** What needs to be done **
Each line of the data has to be retyped exactly as it is.

** Material supplied **
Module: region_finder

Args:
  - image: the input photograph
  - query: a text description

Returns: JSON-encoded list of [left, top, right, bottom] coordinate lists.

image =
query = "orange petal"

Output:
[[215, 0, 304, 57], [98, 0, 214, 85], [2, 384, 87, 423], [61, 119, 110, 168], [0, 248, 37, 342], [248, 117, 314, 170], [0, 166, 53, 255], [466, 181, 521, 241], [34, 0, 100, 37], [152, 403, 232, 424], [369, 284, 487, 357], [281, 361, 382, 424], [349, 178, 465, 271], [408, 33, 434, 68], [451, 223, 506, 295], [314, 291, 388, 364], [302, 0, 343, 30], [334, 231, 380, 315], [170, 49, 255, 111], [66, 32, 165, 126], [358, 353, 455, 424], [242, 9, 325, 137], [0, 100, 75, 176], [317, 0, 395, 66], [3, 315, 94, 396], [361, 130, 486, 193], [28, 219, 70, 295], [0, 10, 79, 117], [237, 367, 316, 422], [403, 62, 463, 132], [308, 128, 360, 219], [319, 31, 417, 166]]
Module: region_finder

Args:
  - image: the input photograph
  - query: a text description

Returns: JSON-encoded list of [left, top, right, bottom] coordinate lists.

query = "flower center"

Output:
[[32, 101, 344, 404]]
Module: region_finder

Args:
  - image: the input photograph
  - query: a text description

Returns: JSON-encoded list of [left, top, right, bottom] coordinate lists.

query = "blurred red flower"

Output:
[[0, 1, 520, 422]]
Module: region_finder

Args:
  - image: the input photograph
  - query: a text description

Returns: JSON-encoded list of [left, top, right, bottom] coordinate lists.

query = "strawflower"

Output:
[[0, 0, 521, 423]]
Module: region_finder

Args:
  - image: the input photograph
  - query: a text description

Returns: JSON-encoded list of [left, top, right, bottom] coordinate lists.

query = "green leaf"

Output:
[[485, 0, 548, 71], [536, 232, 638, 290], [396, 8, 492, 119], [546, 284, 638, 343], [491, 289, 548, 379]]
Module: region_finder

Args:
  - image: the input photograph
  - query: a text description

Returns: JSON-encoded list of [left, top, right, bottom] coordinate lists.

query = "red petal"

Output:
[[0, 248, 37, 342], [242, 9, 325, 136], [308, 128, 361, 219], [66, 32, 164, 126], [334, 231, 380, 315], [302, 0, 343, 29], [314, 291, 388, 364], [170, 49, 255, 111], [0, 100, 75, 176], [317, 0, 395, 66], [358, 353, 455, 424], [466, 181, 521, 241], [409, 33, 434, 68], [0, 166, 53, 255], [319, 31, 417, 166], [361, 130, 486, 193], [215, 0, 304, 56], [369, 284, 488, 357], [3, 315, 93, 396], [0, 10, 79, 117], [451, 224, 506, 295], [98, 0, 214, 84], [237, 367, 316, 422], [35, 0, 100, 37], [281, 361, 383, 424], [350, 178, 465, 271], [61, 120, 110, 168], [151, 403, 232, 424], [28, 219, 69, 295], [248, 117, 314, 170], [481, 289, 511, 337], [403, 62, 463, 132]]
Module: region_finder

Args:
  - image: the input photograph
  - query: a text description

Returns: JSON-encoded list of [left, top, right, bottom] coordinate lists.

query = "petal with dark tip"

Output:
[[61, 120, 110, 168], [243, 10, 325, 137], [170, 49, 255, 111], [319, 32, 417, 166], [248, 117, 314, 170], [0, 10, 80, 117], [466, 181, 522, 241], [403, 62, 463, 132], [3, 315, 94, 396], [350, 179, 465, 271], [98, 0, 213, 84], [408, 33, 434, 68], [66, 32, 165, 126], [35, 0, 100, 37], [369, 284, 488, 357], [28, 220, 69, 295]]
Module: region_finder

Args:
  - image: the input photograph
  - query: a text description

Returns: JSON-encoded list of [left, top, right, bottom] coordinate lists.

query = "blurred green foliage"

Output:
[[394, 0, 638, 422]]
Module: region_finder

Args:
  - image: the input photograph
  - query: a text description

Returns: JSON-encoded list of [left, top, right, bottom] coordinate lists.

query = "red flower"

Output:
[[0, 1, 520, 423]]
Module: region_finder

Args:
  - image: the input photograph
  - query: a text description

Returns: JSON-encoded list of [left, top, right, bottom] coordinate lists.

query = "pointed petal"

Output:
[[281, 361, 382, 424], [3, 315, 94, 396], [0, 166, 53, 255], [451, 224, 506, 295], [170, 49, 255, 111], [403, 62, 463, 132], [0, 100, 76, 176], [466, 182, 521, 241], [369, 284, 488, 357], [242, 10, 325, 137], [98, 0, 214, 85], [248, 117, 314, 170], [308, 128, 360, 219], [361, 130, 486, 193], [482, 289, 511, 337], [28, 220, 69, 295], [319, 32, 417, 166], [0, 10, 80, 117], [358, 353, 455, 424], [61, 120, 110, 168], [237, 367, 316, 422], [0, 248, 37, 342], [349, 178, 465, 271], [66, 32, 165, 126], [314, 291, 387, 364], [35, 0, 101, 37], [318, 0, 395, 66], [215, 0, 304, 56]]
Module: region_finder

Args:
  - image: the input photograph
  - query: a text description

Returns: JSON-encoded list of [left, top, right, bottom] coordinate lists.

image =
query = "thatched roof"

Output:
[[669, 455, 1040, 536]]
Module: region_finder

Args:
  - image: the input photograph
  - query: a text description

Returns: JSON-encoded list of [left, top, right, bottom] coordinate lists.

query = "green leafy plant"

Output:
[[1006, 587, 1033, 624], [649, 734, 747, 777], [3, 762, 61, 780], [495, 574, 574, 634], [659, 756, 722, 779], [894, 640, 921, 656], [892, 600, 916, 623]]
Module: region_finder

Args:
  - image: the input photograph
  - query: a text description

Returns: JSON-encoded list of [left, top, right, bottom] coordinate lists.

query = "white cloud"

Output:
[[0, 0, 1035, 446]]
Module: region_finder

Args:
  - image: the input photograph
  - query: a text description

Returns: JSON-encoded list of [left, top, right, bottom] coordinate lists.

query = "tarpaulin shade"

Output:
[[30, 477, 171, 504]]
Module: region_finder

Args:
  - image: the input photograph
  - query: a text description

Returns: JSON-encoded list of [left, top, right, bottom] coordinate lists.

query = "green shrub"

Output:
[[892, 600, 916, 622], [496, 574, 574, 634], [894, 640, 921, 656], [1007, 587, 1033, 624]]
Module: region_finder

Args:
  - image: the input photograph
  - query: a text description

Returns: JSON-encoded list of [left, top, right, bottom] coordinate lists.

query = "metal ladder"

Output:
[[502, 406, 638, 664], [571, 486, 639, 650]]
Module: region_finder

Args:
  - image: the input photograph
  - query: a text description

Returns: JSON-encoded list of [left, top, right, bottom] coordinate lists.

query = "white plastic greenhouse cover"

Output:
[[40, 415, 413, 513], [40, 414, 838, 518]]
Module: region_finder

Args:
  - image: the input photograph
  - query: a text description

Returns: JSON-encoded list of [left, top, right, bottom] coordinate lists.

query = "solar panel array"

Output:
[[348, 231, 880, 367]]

** Task response **
Module: region_finder

Args:
  - image: the input photograph
  - query: a text description

Returns: JSON-encoded list of [left, top, right, bottom] coordinate lists.

image =
query = "orange petal"

Output:
[[215, 0, 304, 57], [98, 0, 214, 85], [2, 384, 87, 423], [61, 119, 110, 168], [0, 248, 37, 342], [248, 117, 314, 170], [0, 166, 53, 255], [466, 181, 521, 241], [34, 0, 100, 37], [152, 403, 232, 424], [369, 284, 487, 357], [281, 361, 382, 424], [349, 178, 465, 271], [408, 33, 434, 68], [451, 223, 506, 295], [314, 291, 388, 364], [302, 0, 343, 30], [334, 231, 380, 315], [170, 49, 255, 111], [66, 32, 165, 126], [358, 353, 455, 424], [242, 9, 325, 137], [0, 100, 75, 176], [317, 0, 395, 66], [3, 315, 94, 396], [361, 130, 486, 193], [28, 219, 70, 295], [0, 10, 79, 117], [237, 367, 316, 422], [403, 62, 463, 132], [308, 128, 360, 219], [319, 31, 417, 166]]
Module: region_finder

Args:
  - image: the input photograph
  - query: a text description

Returns: JSON-encoded list of [left, top, right, bottom] coordinate lists.

query = "flower center"

Output:
[[32, 101, 344, 404]]
Module: region_finder

Args:
  - image: the input photograph
  - query: a text description

Returns: JSON-encoded list of [left, top, right, bottom] coordinate lists.

query = "blurred red flower"

Output:
[[0, 1, 520, 422]]
Module: region_finder

Args:
  - image: the input photograph
  - query: a text description

Returns: JSON-encoded list of [left, top, right, bottom] coordinate lists.

query = "strawflower"

Output:
[[0, 0, 521, 423]]
Module: region_finder

Args:
  - image: the input photograph
  - query: a text description

Returns: JSON-encoded list of [left, top, right, bottom] coordinate lists.

query = "green leaf"

Output:
[[485, 0, 548, 71], [536, 232, 638, 290], [396, 8, 492, 119], [546, 284, 638, 343], [491, 289, 548, 379]]
Module: region_finder

Args:
  - image: the input photograph
  - query: a text description

Returns: JSON-encoded list of [left, top, right, bottom] coordinate lists.

query = "red petal"

Output:
[[0, 248, 37, 342], [242, 9, 325, 136], [308, 128, 361, 219], [66, 32, 164, 126], [334, 231, 380, 315], [302, 0, 343, 29], [314, 291, 388, 364], [170, 49, 255, 111], [0, 100, 75, 176], [317, 0, 395, 66], [358, 353, 455, 424], [466, 181, 521, 241], [409, 33, 434, 68], [0, 166, 53, 255], [319, 31, 417, 166], [361, 130, 486, 193], [215, 0, 304, 56], [369, 284, 488, 357], [3, 315, 93, 396], [0, 10, 79, 117], [451, 224, 506, 295], [98, 0, 214, 84], [237, 367, 316, 422], [35, 0, 100, 37], [281, 361, 383, 424], [350, 178, 465, 271], [61, 120, 110, 168], [151, 403, 232, 424], [28, 219, 69, 295], [248, 117, 314, 170], [481, 289, 511, 337], [403, 62, 463, 132]]
Module: region_finder

Args:
  - image: the input photograph
  - query: a text description

Returns: JSON-encoded list of [left, top, right, bottom] coordinate lists.

query = "petal with dark tip"

Output:
[[61, 120, 110, 168], [243, 10, 325, 137], [170, 49, 255, 111], [319, 32, 417, 166], [248, 117, 314, 170], [0, 10, 80, 117], [466, 181, 522, 241], [403, 62, 463, 132], [3, 315, 94, 396], [350, 179, 465, 271], [98, 0, 213, 84], [408, 33, 434, 68], [66, 32, 165, 126], [35, 0, 100, 37], [369, 284, 488, 357], [28, 220, 69, 295]]
Module: region_finder

Args:
  - image: the input photograph
  - query: a text description

Returns: JSON-encoded list of [left, top, right, bottom] coordinate lists.

query = "blurred green foliage"

Output:
[[394, 0, 638, 422]]
Module: region_finder

Args:
  - image: the input photograph
  - query: a text description

Returns: JSON-encoded list of [left, top, right, bottom] coordinate lists.

query = "red flower"

Output:
[[0, 1, 520, 423]]
Module: region_finder

Args:
  - image: the input photograph
  - query: a text description

Returns: JSON-encoded list of [left, top, right, bottom] coordinate lists.

query = "pointed petal"

Output:
[[281, 361, 382, 424], [3, 315, 94, 396], [0, 166, 53, 255], [451, 224, 506, 295], [170, 49, 255, 111], [403, 62, 463, 132], [0, 100, 76, 176], [466, 182, 521, 241], [369, 284, 488, 357], [242, 10, 325, 137], [98, 0, 214, 85], [248, 117, 314, 170], [308, 128, 360, 219], [361, 130, 486, 193], [482, 289, 511, 337], [28, 220, 69, 295], [319, 32, 417, 166], [0, 10, 80, 117], [358, 353, 455, 424], [61, 120, 110, 168], [237, 367, 316, 422], [0, 248, 37, 342], [349, 178, 465, 271], [66, 32, 165, 126], [314, 291, 387, 364], [35, 0, 101, 37], [318, 0, 395, 66], [215, 0, 304, 56]]
Module: region_finder

Args:
  - image: the input photograph
  - query: a text description

Returns: JSON-encoded list of [left, top, right, bottom] coordinate lists.

image =
query = "thatched roof"

Output:
[[669, 455, 1040, 536]]
Module: region_finder

Args:
  - image: the input photograph
  - query: a text description

Returns: JSON-encoded list of [left, top, right, bottom] coordinate lists.

query = "green leafy plant"

Output:
[[1006, 587, 1033, 624], [649, 734, 747, 777], [3, 762, 61, 780], [495, 574, 574, 634], [659, 756, 722, 779], [894, 640, 921, 656], [892, 600, 916, 623]]
Module: region_finder

Args:
  - image: the input photograph
  - query: a text description

Returns: JSON-encoded list of [left, top, right, bottom] coordinate lists.

query = "white cloud"

Output:
[[0, 0, 1035, 446]]
Module: region_finder

Args:
  - image: the input photograph
  - query: a text description

Returns: JSON-encoded list of [left, top, right, bottom] coordinate lists.

query = "tarpaulin shade"

Output:
[[30, 477, 171, 504]]
Module: region_finder

Args:
  - image: the input photograph
  - query: a text description

Returns: JSON-encoded list of [left, top, right, bottom] coordinate lists.

query = "green shrub"

Output:
[[892, 600, 916, 622], [496, 574, 574, 634], [894, 640, 921, 656], [1007, 587, 1033, 624]]
Module: region_finder

Args:
  - image: the input photograph
  - query: a text description

Returns: JSON-encoded list of [left, top, right, bottom] coordinate lists.

query = "metal ladder"

Output:
[[502, 406, 638, 664], [571, 486, 639, 650]]
Module: region_finder

Args:
  - image: the input photograph
  - query: a text description

Returns: JSON-encoded list of [left, top, right, bottom] coordinate lists.

query = "white plastic greenhouse cover"

Output:
[[40, 415, 413, 513], [40, 414, 838, 518]]
Module: region_finder

Args:
  - image: the input photograph
  - query: a text description

Returns: JSON-encoded list of [left, top, right, bottom] coordinate lists.

query = "solar panel array"

Output:
[[348, 231, 880, 367]]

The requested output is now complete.